Instructions to follow:
Keep only the lines that hold the string "instance", filtering out the rest of the entries below.

Extracted material:
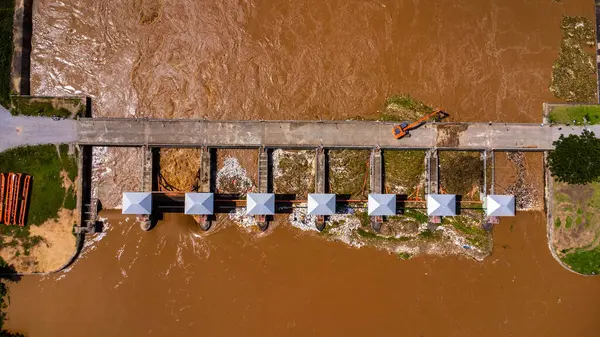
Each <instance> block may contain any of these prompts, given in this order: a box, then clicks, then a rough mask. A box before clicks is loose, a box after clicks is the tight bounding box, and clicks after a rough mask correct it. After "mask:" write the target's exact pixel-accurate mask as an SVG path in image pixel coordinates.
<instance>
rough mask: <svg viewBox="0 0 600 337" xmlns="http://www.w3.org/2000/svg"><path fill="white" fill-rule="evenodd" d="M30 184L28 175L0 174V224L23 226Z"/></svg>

* * *

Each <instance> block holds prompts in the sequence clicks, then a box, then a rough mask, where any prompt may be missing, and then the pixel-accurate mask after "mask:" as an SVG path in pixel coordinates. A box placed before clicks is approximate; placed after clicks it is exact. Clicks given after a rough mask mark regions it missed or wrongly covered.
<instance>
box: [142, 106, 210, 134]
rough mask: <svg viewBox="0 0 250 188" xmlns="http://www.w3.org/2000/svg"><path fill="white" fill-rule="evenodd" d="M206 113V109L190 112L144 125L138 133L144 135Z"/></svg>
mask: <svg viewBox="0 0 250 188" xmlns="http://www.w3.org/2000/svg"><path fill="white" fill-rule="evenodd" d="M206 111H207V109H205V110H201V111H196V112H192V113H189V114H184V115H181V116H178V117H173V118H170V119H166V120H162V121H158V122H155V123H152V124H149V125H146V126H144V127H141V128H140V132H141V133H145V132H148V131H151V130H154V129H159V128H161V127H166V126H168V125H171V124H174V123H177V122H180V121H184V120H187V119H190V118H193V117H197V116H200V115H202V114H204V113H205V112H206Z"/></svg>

Solved problem:
Each <instance> block may contain any of these prompts, given in this order: a box, then clicks, then a rough mask. A box before clicks is loose, a box after clicks is the tight bounding box, and clicks after a rough mask correct it. After "mask:" write the target's exact pixel-accurate mask as an SVG path in image pixel coordinates.
<instance>
Each <instance> block holds prompts in the sequence clicks, then a box, then a rough mask, where any prompt may be missing, and then the pixel-accurate mask after "mask:" as an SVG path in pixel coordinates. A box placed before clicks is approximate; placed after clicks it is exact. Clicks given after a rough mask mark regions it missed or wrongly covered.
<instance>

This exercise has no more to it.